EXERCISE MATERIAL ▸

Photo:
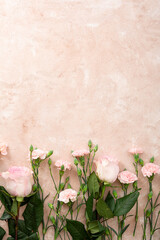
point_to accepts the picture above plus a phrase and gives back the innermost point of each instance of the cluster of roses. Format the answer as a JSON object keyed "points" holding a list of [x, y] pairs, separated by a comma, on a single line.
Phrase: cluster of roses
{"points": [[20, 180]]}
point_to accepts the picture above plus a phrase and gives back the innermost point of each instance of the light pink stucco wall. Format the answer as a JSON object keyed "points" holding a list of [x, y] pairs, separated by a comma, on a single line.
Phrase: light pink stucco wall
{"points": [[71, 70]]}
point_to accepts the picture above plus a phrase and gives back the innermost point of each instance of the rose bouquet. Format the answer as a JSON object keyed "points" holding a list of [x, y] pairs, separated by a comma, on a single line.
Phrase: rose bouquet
{"points": [[97, 197]]}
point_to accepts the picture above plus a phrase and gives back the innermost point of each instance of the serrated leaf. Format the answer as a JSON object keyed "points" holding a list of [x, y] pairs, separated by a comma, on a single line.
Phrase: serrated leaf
{"points": [[33, 213], [95, 227], [125, 204], [110, 201], [5, 216], [5, 198], [77, 230], [103, 209], [93, 185], [124, 229], [22, 231], [89, 207]]}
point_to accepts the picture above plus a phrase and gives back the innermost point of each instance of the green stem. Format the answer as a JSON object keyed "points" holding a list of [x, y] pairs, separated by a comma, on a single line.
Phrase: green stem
{"points": [[50, 170], [16, 224], [145, 221], [50, 213], [151, 217], [136, 215]]}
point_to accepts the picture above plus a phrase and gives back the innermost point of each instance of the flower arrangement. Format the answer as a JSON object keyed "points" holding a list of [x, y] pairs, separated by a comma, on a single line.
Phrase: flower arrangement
{"points": [[97, 197]]}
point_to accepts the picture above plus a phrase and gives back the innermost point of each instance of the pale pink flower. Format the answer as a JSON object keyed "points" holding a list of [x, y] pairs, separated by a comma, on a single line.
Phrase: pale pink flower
{"points": [[150, 168], [68, 195], [18, 180], [127, 177], [3, 148], [60, 163], [38, 153], [80, 153], [106, 169], [135, 151], [109, 158]]}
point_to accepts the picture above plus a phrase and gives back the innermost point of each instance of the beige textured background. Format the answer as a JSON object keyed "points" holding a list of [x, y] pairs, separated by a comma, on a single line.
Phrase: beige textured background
{"points": [[71, 70]]}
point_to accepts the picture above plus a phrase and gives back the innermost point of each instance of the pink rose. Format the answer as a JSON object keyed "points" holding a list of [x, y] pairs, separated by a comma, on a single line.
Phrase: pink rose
{"points": [[127, 177], [150, 168], [68, 195], [3, 148], [38, 153], [18, 181], [107, 169], [64, 163], [135, 151], [80, 153]]}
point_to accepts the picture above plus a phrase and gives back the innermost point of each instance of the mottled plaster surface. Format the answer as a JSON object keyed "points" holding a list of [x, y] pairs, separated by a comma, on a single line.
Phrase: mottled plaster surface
{"points": [[71, 70]]}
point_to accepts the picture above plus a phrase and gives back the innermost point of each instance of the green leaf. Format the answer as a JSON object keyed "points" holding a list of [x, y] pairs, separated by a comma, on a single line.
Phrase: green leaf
{"points": [[2, 233], [89, 207], [14, 208], [96, 227], [23, 232], [93, 185], [77, 230], [110, 201], [125, 204], [103, 209], [124, 229], [113, 230], [33, 213], [5, 216], [5, 198]]}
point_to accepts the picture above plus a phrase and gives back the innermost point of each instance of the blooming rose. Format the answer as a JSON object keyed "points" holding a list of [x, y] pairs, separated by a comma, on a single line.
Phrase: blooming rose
{"points": [[150, 168], [80, 153], [107, 169], [64, 163], [135, 151], [38, 153], [127, 177], [18, 181], [3, 148], [67, 194]]}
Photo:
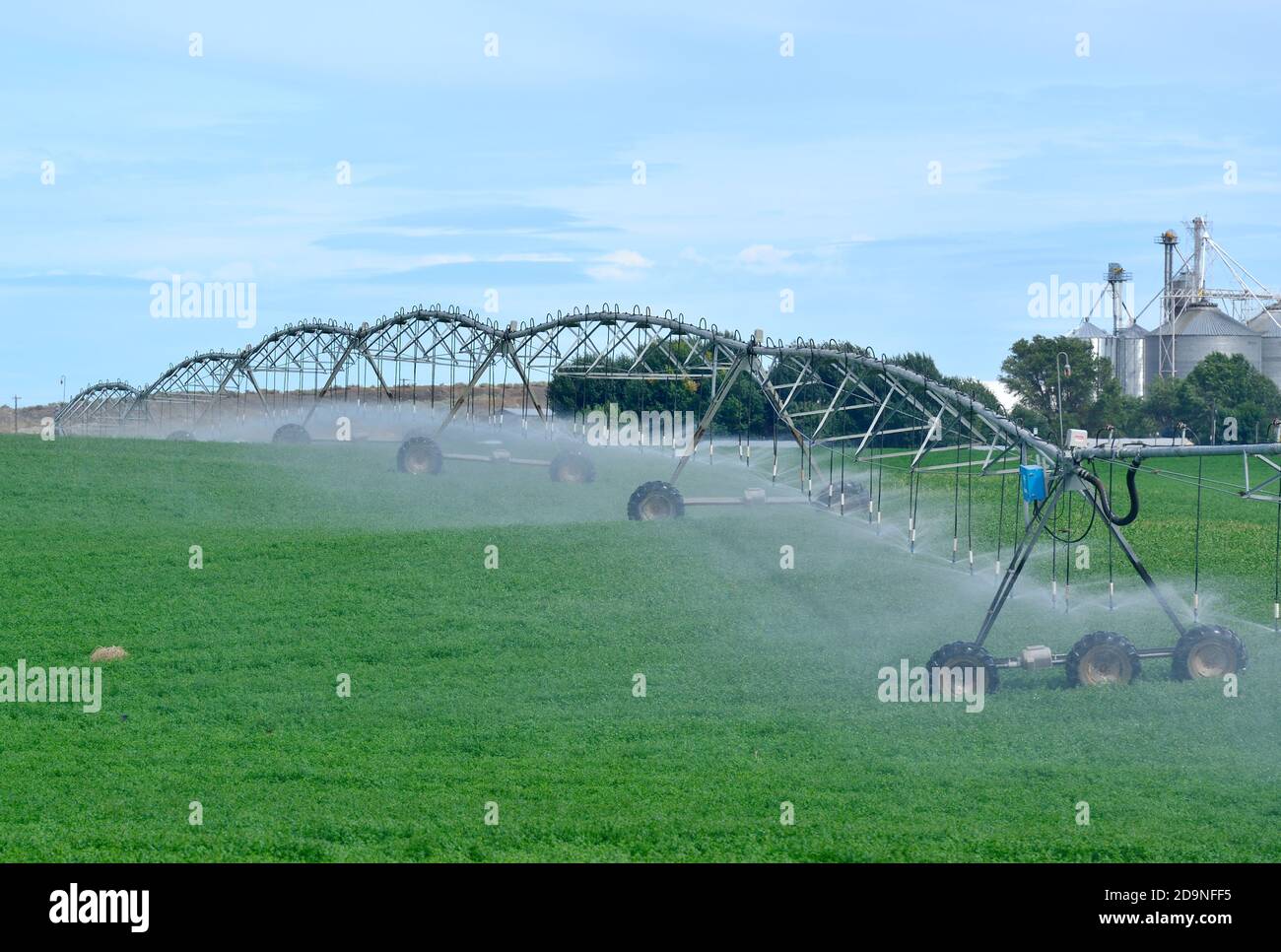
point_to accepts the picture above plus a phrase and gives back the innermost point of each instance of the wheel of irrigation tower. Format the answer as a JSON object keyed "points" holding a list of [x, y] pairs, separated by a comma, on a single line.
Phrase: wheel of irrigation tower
{"points": [[1208, 651], [572, 466], [829, 498], [961, 655], [291, 435], [419, 455], [1103, 657], [656, 500]]}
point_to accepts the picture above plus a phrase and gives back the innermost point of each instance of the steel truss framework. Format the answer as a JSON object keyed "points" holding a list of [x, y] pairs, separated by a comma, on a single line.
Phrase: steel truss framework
{"points": [[831, 396]]}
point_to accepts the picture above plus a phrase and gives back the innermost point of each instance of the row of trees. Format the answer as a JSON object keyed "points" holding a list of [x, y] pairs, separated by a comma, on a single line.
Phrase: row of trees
{"points": [[1218, 388], [744, 411], [1221, 388]]}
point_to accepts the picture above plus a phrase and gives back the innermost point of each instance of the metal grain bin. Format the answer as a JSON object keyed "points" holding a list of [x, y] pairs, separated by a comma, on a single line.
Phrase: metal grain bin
{"points": [[1131, 360], [1199, 331]]}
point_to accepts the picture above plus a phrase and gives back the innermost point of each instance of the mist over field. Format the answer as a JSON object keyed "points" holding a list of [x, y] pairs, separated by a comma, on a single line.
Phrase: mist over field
{"points": [[515, 684]]}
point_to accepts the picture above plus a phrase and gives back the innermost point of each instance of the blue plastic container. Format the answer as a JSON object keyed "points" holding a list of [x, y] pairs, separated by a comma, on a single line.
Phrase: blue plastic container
{"points": [[1032, 479]]}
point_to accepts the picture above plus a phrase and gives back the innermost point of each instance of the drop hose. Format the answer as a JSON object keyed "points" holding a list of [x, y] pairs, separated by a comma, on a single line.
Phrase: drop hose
{"points": [[1105, 504]]}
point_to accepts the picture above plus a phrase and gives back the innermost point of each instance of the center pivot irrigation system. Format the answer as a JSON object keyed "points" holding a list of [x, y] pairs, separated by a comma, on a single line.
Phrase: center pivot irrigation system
{"points": [[833, 398]]}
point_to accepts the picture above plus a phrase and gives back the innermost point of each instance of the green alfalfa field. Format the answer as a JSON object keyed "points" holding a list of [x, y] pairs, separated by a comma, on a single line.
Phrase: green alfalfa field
{"points": [[515, 686]]}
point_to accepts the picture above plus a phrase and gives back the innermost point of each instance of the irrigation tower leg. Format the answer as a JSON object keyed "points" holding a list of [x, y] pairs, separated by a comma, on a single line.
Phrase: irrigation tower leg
{"points": [[1020, 558], [475, 378], [734, 371]]}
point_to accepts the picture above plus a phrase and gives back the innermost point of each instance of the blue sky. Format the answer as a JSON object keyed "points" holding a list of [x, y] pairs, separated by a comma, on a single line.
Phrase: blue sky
{"points": [[515, 171]]}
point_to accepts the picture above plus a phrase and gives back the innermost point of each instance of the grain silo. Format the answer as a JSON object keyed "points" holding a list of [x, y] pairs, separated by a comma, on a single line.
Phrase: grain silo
{"points": [[1100, 340], [1131, 360], [1199, 331], [1267, 324]]}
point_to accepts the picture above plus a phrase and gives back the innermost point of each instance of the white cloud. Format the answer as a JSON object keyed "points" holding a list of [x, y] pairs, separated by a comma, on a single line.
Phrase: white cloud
{"points": [[620, 265], [767, 257]]}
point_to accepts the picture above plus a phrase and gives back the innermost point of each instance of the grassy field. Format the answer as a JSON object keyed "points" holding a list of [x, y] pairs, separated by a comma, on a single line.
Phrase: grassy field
{"points": [[515, 684]]}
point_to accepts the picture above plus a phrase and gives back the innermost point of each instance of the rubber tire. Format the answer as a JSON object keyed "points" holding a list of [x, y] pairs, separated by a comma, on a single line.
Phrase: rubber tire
{"points": [[856, 496], [291, 435], [973, 656], [426, 446], [572, 466], [1199, 633], [1093, 640], [656, 489]]}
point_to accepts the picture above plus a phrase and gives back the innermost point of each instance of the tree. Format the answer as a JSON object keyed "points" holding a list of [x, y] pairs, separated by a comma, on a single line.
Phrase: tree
{"points": [[1030, 373], [1222, 387]]}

PROBLEM ▸ Recast the stretch from the start of the records through the line containing "of the cluster" as a Markdown table with the columns Row and Entry, numbering each line and skipping any blank ones. Leave the pictures out of the table.

PROBLEM SOLUTION ▸
| Row | Entry |
|---|---|
| 1 | Photo: |
| 2 | point_to accepts the picture above plus a phrase and gives back the innermost point of each instance of the cluster of roses. Format the answer as a JSON object keyed "points" holding a list of [x, y] pairs, separated by a comma, on a single line. |